TASK REQUIREMENTS:
Reproduce every line of the data below verbatim, without changing a single character.

══════════════════════════════

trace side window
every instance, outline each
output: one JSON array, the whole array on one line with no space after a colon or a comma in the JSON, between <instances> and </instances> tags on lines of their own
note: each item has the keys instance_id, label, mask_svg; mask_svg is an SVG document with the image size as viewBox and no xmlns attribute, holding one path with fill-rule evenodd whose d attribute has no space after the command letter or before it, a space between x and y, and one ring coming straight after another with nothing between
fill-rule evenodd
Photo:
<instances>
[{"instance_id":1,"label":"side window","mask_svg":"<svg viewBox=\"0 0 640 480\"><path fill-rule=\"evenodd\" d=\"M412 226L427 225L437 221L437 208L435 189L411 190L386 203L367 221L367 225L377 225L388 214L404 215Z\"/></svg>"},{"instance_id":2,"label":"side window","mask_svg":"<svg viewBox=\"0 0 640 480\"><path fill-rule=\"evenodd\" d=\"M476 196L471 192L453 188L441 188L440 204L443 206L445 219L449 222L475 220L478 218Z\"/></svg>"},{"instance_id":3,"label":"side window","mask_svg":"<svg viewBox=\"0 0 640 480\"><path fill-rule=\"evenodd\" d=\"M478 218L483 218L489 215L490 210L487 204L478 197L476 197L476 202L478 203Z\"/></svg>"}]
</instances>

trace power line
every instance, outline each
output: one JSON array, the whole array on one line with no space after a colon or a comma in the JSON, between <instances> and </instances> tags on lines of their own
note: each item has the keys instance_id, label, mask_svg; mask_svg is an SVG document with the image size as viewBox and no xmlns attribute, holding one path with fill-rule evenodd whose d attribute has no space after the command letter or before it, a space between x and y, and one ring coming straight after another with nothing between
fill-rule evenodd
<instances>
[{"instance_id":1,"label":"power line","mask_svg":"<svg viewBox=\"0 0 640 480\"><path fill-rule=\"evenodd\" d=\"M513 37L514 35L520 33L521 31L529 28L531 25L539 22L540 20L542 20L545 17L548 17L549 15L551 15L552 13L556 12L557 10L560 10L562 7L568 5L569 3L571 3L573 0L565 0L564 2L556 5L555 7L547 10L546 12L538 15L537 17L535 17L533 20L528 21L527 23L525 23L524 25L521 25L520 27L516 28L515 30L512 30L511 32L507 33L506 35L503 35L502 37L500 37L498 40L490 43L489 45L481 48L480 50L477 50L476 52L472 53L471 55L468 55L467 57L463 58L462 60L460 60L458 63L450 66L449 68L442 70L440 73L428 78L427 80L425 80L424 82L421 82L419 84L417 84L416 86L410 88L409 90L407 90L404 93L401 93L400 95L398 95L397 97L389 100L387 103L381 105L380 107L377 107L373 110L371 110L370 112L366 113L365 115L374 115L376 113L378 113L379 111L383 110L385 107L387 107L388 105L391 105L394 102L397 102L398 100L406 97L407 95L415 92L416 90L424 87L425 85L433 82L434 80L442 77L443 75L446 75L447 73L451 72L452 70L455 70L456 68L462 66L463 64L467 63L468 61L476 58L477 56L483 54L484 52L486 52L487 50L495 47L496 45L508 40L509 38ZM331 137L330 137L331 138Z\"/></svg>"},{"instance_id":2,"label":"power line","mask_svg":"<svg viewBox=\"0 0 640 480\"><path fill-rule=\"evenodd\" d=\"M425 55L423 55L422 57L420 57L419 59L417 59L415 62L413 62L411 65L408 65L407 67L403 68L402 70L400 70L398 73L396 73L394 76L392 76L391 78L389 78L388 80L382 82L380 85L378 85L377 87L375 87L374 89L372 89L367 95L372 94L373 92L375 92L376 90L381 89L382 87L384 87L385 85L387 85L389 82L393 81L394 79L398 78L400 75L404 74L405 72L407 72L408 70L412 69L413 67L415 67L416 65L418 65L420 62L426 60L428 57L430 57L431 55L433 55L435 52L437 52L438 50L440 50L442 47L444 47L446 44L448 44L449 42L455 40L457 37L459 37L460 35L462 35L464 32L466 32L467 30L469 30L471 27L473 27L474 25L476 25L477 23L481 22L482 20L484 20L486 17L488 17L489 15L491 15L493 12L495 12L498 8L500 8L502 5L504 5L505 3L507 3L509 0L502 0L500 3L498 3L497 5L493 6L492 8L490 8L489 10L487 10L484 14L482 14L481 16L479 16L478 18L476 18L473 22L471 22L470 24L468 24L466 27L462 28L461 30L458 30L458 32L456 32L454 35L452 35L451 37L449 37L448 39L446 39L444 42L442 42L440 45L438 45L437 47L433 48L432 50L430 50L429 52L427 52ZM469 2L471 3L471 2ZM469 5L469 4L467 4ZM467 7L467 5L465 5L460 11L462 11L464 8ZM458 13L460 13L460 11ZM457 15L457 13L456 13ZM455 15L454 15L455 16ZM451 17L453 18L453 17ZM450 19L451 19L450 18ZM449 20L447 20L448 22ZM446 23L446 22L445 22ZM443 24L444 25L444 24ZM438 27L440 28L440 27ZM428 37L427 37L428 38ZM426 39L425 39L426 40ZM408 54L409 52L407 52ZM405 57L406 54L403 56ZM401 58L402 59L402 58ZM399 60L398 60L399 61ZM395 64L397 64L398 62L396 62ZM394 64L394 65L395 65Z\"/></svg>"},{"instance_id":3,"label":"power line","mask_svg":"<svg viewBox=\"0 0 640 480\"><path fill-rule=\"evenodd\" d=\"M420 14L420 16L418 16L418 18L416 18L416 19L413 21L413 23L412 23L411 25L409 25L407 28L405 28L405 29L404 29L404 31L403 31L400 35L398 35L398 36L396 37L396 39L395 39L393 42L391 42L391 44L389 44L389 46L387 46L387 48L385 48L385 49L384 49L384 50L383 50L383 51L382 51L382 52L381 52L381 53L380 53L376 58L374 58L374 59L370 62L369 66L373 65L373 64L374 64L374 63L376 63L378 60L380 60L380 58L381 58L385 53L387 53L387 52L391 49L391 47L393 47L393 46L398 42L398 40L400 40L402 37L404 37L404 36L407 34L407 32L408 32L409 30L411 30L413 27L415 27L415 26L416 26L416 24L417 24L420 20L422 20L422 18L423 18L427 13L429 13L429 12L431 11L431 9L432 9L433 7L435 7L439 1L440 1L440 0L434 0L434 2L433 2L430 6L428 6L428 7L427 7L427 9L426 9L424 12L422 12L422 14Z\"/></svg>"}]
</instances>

══════════════════════════════

FULL RESPONSE:
trace side window
every instance, outline each
output: one JSON array, the whole array on one line with no space after a colon or a comma in the JSON, between <instances> and </instances> tags on lines of their own
note: each item has the keys instance_id, label, mask_svg; mask_svg is an SVG document with the image size as viewBox and no xmlns attribute, holding one path with fill-rule evenodd whose d attribute has no space after the command letter or before it, a space between x and y, and one ring coming straight after another with nothing between
fill-rule evenodd
Photo:
<instances>
[{"instance_id":1,"label":"side window","mask_svg":"<svg viewBox=\"0 0 640 480\"><path fill-rule=\"evenodd\" d=\"M412 226L427 225L437 221L437 208L435 189L411 190L386 203L367 221L367 225L377 225L388 214L404 215Z\"/></svg>"},{"instance_id":2,"label":"side window","mask_svg":"<svg viewBox=\"0 0 640 480\"><path fill-rule=\"evenodd\" d=\"M476 196L471 192L453 188L441 188L440 204L443 206L445 219L449 222L475 220L478 218Z\"/></svg>"},{"instance_id":3,"label":"side window","mask_svg":"<svg viewBox=\"0 0 640 480\"><path fill-rule=\"evenodd\" d=\"M478 218L483 218L489 215L490 210L487 204L478 197L476 197L476 202L478 203Z\"/></svg>"}]
</instances>

trace power line
every instance, outline each
output: one JSON array, the whole array on one line with no space after a colon or a comma in the JSON, between <instances> and </instances> tags on lines of their own
note: each item has the keys instance_id, label, mask_svg; mask_svg is an SVG document with the image size as viewBox and no xmlns attribute, holding one path with fill-rule evenodd whose d attribute has no space after the command letter or before it, a space between x and y, and one ring coming straight after another with nothing between
fill-rule evenodd
<instances>
[{"instance_id":1,"label":"power line","mask_svg":"<svg viewBox=\"0 0 640 480\"><path fill-rule=\"evenodd\" d=\"M513 37L514 35L520 33L521 31L529 28L531 25L539 22L540 20L542 20L545 17L548 17L549 15L551 15L552 13L556 12L557 10L560 10L562 7L568 5L569 3L571 3L573 0L565 0L564 2L556 5L555 7L547 10L546 12L538 15L537 17L535 17L533 20L528 21L527 23L525 23L524 25L521 25L520 27L516 28L515 30L512 30L511 32L507 33L506 35L503 35L502 37L500 37L498 40L490 43L489 45L481 48L480 50L477 50L476 52L472 53L471 55L468 55L467 57L463 58L462 60L460 60L458 63L450 66L449 68L442 70L440 73L428 78L427 80L425 80L424 82L421 82L419 84L417 84L416 86L410 88L409 90L407 90L404 93L401 93L400 95L398 95L397 97L389 100L387 103L381 105L380 107L377 107L373 110L371 110L370 112L366 113L365 115L374 115L376 113L378 113L379 111L383 110L385 107L387 107L388 105L391 105L394 102L397 102L398 100L406 97L407 95L415 92L416 90L424 87L425 85L433 82L434 80L442 77L443 75L446 75L447 73L451 72L452 70L455 70L456 68L462 66L463 64L467 63L468 61L476 58L477 56L483 54L484 52L486 52L487 50L495 47L496 45L508 40L509 38ZM331 137L330 137L331 138Z\"/></svg>"},{"instance_id":2,"label":"power line","mask_svg":"<svg viewBox=\"0 0 640 480\"><path fill-rule=\"evenodd\" d=\"M425 55L423 55L422 57L420 57L419 59L417 59L415 62L413 62L411 65L408 65L407 67L403 68L402 70L400 70L398 73L396 73L394 76L392 76L391 78L389 78L388 80L382 82L380 85L378 85L377 87L375 87L374 89L372 89L367 95L372 94L373 92L375 92L376 90L381 89L382 87L384 87L385 85L387 85L389 82L393 81L394 79L398 78L400 75L404 74L405 72L407 72L408 70L412 69L413 67L415 67L416 65L418 65L420 62L426 60L428 57L430 57L431 55L433 55L435 52L437 52L438 50L440 50L442 47L444 47L446 44L448 44L449 42L455 40L457 37L459 37L460 35L462 35L464 32L466 32L467 30L469 30L471 27L473 27L474 25L476 25L477 23L481 22L482 20L484 20L486 17L488 17L489 15L491 15L493 12L495 12L498 8L500 8L502 5L504 5L505 3L507 3L509 0L502 0L500 3L498 3L497 5L493 6L492 8L490 8L489 10L487 10L484 14L482 14L481 16L479 16L478 18L476 18L473 22L471 22L470 24L468 24L466 27L462 28L461 30L458 30L458 32L456 32L454 35L452 35L451 37L449 37L448 39L446 39L444 42L442 42L440 45L438 45L437 47L433 48L432 50L430 50L429 52L427 52ZM469 2L471 3L471 2ZM469 5L469 4L467 4ZM467 7L467 5L465 5L460 11L462 11L464 8ZM458 13L460 13L460 11ZM457 15L457 13L456 13ZM455 15L454 15L455 16ZM451 17L453 18L453 17ZM450 19L451 19L450 18ZM449 20L447 20L448 22ZM446 23L446 22L445 22ZM443 24L444 25L444 24ZM438 27L440 28L440 27ZM428 37L427 37L428 38ZM426 39L425 39L426 40ZM408 54L409 52L407 52ZM405 57L406 54L403 56ZM401 58L402 59L402 58ZM399 60L398 60L399 61ZM395 64L397 64L398 62L396 62ZM394 64L394 65L395 65Z\"/></svg>"},{"instance_id":3,"label":"power line","mask_svg":"<svg viewBox=\"0 0 640 480\"><path fill-rule=\"evenodd\" d=\"M420 14L420 16L418 16L418 18L416 18L416 19L413 21L413 23L412 23L411 25L409 25L407 28L405 28L405 29L404 29L404 31L403 31L400 35L398 35L398 36L396 37L396 39L395 39L393 42L391 42L391 44L389 44L389 46L387 46L387 48L385 48L385 49L384 49L384 50L383 50L383 51L382 51L382 52L381 52L381 53L380 53L376 58L374 58L374 59L370 62L369 66L373 65L373 64L374 64L374 63L376 63L378 60L380 60L380 58L381 58L385 53L387 53L387 52L391 49L391 47L393 47L393 46L398 42L398 40L400 40L402 37L404 37L404 36L407 34L407 32L408 32L409 30L411 30L413 27L415 27L415 26L416 26L416 24L417 24L420 20L422 20L422 18L423 18L427 13L429 13L429 12L431 11L431 9L432 9L433 7L435 7L439 1L440 1L440 0L434 0L434 2L433 2L430 6L428 6L428 7L427 7L427 9L426 9L424 12L422 12L422 14Z\"/></svg>"}]
</instances>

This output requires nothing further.